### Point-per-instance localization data
▶

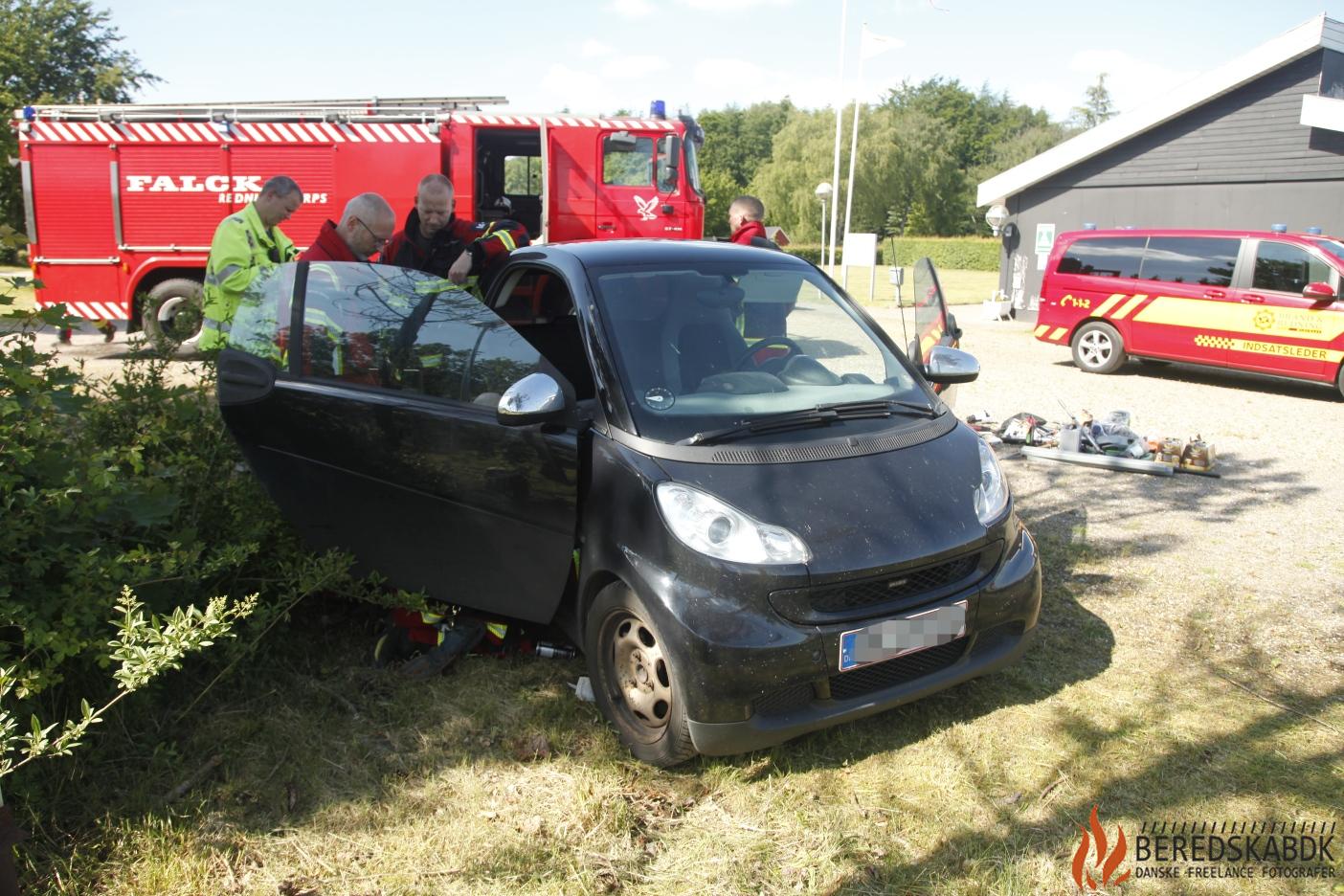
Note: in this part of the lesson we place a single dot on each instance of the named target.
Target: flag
(877, 45)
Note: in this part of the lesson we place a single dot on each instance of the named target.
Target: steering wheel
(766, 343)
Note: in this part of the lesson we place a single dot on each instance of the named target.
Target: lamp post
(824, 190)
(997, 218)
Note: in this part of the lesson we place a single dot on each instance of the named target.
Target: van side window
(1104, 257)
(392, 328)
(1191, 259)
(1287, 269)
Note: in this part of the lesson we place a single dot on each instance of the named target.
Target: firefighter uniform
(486, 243)
(242, 247)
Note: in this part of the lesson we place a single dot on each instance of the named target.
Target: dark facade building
(1253, 144)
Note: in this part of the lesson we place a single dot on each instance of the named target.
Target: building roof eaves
(1293, 45)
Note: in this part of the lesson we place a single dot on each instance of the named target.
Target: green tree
(737, 143)
(1097, 107)
(56, 52)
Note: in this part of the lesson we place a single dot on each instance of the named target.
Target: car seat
(699, 333)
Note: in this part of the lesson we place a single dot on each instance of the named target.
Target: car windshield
(1333, 246)
(728, 344)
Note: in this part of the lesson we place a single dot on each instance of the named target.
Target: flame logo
(1108, 862)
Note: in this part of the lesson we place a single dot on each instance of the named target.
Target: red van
(1266, 302)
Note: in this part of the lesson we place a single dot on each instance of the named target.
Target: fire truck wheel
(172, 312)
(1098, 348)
(635, 679)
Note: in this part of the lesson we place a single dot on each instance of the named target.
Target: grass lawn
(958, 286)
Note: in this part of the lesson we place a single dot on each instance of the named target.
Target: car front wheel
(635, 679)
(1098, 348)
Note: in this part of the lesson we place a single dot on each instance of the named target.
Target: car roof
(1177, 232)
(612, 253)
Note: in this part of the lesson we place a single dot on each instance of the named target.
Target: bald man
(437, 242)
(365, 229)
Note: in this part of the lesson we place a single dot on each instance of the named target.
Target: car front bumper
(816, 695)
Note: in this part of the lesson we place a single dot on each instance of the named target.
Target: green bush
(947, 253)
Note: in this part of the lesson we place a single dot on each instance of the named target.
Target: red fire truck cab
(123, 200)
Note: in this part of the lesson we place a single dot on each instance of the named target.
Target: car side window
(392, 328)
(1206, 260)
(1281, 267)
(502, 359)
(1104, 257)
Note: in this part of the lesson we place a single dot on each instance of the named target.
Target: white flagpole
(854, 148)
(835, 176)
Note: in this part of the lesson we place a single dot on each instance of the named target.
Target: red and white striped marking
(561, 121)
(93, 310)
(248, 132)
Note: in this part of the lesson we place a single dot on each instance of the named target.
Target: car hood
(859, 512)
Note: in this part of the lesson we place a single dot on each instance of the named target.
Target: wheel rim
(640, 675)
(1095, 348)
(178, 317)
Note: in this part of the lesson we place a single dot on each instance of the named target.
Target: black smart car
(702, 461)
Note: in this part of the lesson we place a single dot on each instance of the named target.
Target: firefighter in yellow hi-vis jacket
(246, 243)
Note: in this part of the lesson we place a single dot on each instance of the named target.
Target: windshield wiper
(818, 415)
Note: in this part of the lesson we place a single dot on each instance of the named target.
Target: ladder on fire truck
(375, 109)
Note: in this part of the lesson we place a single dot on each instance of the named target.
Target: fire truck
(123, 200)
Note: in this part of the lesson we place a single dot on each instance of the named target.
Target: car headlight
(714, 526)
(992, 490)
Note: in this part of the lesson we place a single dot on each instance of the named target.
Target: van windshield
(728, 344)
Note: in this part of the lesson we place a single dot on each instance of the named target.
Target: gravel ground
(1242, 553)
(1235, 558)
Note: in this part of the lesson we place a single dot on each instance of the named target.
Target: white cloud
(732, 6)
(632, 67)
(631, 9)
(725, 80)
(593, 49)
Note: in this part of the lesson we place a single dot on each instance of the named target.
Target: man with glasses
(246, 243)
(365, 229)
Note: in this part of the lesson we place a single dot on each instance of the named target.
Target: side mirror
(949, 366)
(1319, 292)
(536, 398)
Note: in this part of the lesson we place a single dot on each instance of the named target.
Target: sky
(605, 56)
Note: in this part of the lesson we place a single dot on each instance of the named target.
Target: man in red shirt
(365, 229)
(437, 242)
(745, 219)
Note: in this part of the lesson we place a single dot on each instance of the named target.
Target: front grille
(894, 672)
(785, 700)
(858, 595)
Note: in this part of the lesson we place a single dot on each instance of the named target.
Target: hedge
(948, 253)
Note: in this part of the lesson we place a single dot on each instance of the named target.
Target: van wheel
(1098, 348)
(635, 679)
(172, 312)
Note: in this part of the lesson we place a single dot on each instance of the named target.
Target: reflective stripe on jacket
(242, 246)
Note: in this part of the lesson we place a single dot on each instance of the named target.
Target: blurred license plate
(898, 637)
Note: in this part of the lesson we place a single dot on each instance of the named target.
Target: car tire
(1098, 348)
(172, 313)
(635, 679)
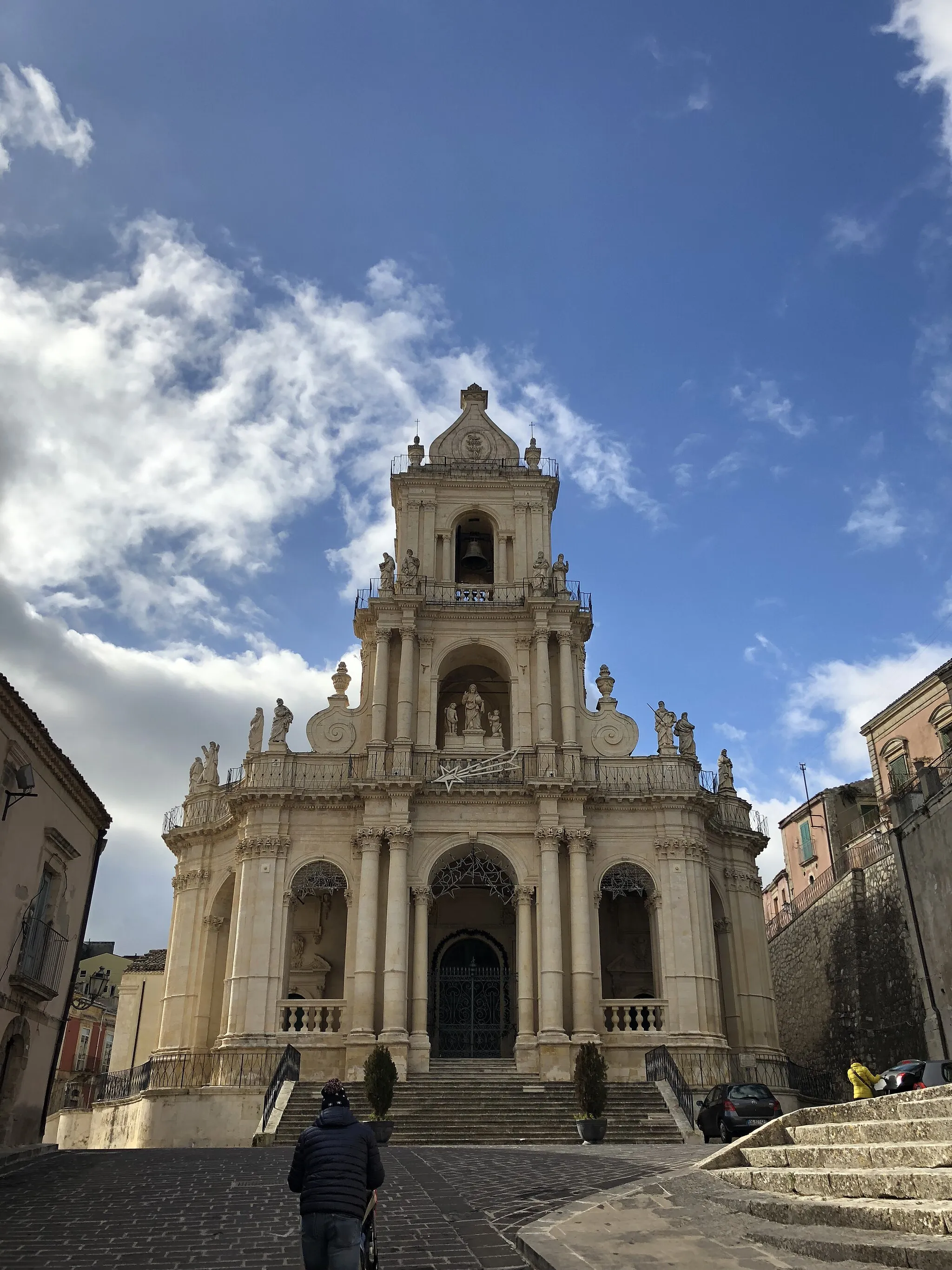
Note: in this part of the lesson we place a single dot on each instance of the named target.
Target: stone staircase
(867, 1182)
(489, 1102)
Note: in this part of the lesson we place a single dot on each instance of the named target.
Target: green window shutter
(807, 844)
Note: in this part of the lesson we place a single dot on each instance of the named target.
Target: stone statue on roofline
(725, 774)
(281, 725)
(388, 568)
(685, 732)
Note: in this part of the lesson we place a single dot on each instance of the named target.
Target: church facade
(470, 861)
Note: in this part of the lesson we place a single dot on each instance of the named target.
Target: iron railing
(225, 1067)
(661, 1066)
(400, 465)
(289, 1070)
(42, 956)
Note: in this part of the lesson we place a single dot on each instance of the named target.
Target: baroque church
(471, 861)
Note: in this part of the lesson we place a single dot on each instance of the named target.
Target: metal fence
(42, 956)
(229, 1069)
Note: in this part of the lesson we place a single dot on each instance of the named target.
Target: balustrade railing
(301, 1015)
(639, 1015)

◀

### Your objective
Please give the records above again exactly as they stand, with no pictures.

### Written solution
Note: in this part of the lesson we place a single dot on each instance of the named target.
Target: flag
(877, 45)
Note: in this part of the lesson we place a single dot on each instance of the named target.
Target: steering wheel
(766, 343)
Note: in this part of the lesson we place a single dot on each instance of the named target.
Target: lamp post
(824, 190)
(997, 218)
Note: in this part of the lesson we place a single dot on each instance of the named target.
Target: van side window
(1104, 257)
(392, 328)
(1191, 259)
(1287, 269)
Note: in this part of the lesson we place a single dot on each instance of the named target.
Target: firefighter uniform
(486, 243)
(242, 247)
Note: in this part of the lesson we place a single dot on each instance of the named target.
Target: dark facade building
(1253, 144)
Note: in this part of the lesson we place a single dot on each instance of the named target.
Target: building roof eaves
(1293, 45)
Note: in this part of the lesson we place a single dot on each instance of the named target.
Target: green tree
(737, 143)
(1097, 107)
(56, 52)
Note: in this part of the lesson we place a single dot on each instance of the named target.
Target: car seat
(699, 333)
Note: in this part of the lesson we place a single dot on each instance of the named target.
Target: car windshield
(1333, 246)
(728, 344)
Note: in this part of the lesson we place a single dot on each instance of the named target.
Target: flame logo
(1108, 862)
Note: in this part of the lesson we place a single dot on each instance of the named target.
Target: red van
(1266, 302)
Note: in this part of the lesson we place a single dot on each instance of the named target.
Target: fire truck wheel
(172, 312)
(1098, 348)
(635, 679)
Note: in this part of the lesson we place a single dot on each instance of the named target.
Target: grass lawn
(958, 286)
Note: in this part of the lesson we place a single dot on each instance of the named target.
Target: car front wheel
(635, 679)
(1098, 348)
Note: in this part of the lesson we place a single dot on each instance of the named target.
Target: car roof
(1177, 232)
(612, 253)
Note: in this part of the lesson we place a single dot on each instance of the named target.
Target: bald man
(437, 242)
(365, 229)
Note: in this part of the lesson we place a single dot on each instance of the named target.
Target: car front bumper
(816, 695)
Note: in this part of the lesson we place a single dot on each instance of the named target.
Target: green bush
(947, 253)
Note: in this part of the lesson we place a single dot on each instance of the named target.
Target: red fire truck cab
(123, 200)
Note: in this part of the lesson we place a single dot on each instance of the named target.
Target: car side window
(392, 328)
(1206, 260)
(1281, 267)
(502, 359)
(1104, 257)
Note: in this part of the lesson we place a single dot on each instance of the named target.
Target: white flagpole
(854, 148)
(835, 176)
Note: in this part of the lesson we place a single dot on each instance of the named target.
Target: red and white striped marking
(561, 121)
(93, 310)
(248, 132)
Note: in this part of the lesson we place a single dot on each instance of the named target.
Target: car hood
(859, 512)
Note: in this part of the lesson we place a single dot on each instance of the named target.
Target: wheel rim
(640, 675)
(1095, 348)
(178, 317)
Note: in this part of the lesson we place a single dot on each instance of the named target.
Target: black smart car
(702, 461)
Note: in this part of the lesson we place a single dot on each instance of the named target.
Target: firefighter in yellow hi-vis jacket
(246, 243)
Note: in this part of the lesson we place a single dot on each instance of the named target.
Target: windshield wiper
(818, 415)
Note: in this part of the lesson we place a single dot on each instance of the named target.
Target: ladder on fire truck
(375, 109)
Note: in this part of the lesson we place a single dot on each instance of the named target.
Target: fire truck
(123, 200)
Note: in this part of the lesson we place a single dot on each instance of the named target.
Target: car headlight
(714, 526)
(992, 490)
Note: in this part of the lesson we place a single dot on each instance of the named target.
Target: van windshield
(728, 344)
Note: in this part of the lesson we place a single dot on each instance of the named target.
Target: gravel ground
(1242, 553)
(1235, 558)
Note: in this part of the lesson we place a single dot on each instance of the named target.
Target: white cloud
(732, 6)
(632, 67)
(631, 9)
(725, 80)
(593, 49)
Note: in this part of the lesson we place a single dot on each instance of the named target.
Target: man with glasses
(246, 243)
(365, 229)
Note: in this part of the lesson we place a single dot on each instance of the named target.
Target: side mirror
(949, 366)
(1319, 292)
(536, 398)
Note: in this part of the lesson we place a single dot on each instance of the named target.
Target: sky
(605, 56)
Note: in this part of the lesson we place a single dot on each instance of the named target.
Target: man in red shirt
(365, 229)
(437, 242)
(745, 219)
Note: in this part of the lesson we place a single dot on each instance of the named target.
Target: front grille
(894, 672)
(785, 700)
(858, 595)
Note: in this part of the lesson we place a single dot on each instance of the named target.
Target: hedge
(948, 253)
Note: in this part of the lesson we place a single dot on each instance of the named target.
Target: van wheel
(1098, 348)
(635, 679)
(172, 312)
Note: in this part of the lesson we place a single dot on each instance of the named target.
Target: reflective stripe on jacket
(242, 246)
Note: in this part of the lesson we place a single dot on each instance of the named target.
Target: blurred license plate
(898, 637)
Note: in this part of the lesson we place a single dot on each instance of the named target.
Target: car tire
(1098, 348)
(172, 313)
(635, 679)
Note: in this part of the lesson we place a single dot on each instance of the named target.
Target: stone staircase
(867, 1182)
(489, 1102)
Note: in this part of the lesson we place a single dot on each instance of the named target.
Target: green window shutter
(807, 844)
Note: in this part of the lesson we place a single dot on each instance of the named target.
Target: stone statue on roofline
(725, 774)
(281, 725)
(388, 568)
(685, 732)
Note: in this part of the lesson we place a single dot on each instance of the named target.
Target: church facade
(470, 861)
Note: in this part of the lesson we place a single dot on each instance of the named target.
Target: iron railing
(225, 1067)
(661, 1066)
(400, 465)
(289, 1070)
(42, 956)
Note: in this part of the lesson we place a single dot on each instance of the named target.
Target: baroque church
(471, 861)
Note: in this part of the lesson we place a single dot on each instance of the named target.
Target: metal fence
(42, 956)
(229, 1069)
Note: in this part of the lesson we place a single dot on each instance of the named target.
Target: balustrade railing
(301, 1015)
(639, 1015)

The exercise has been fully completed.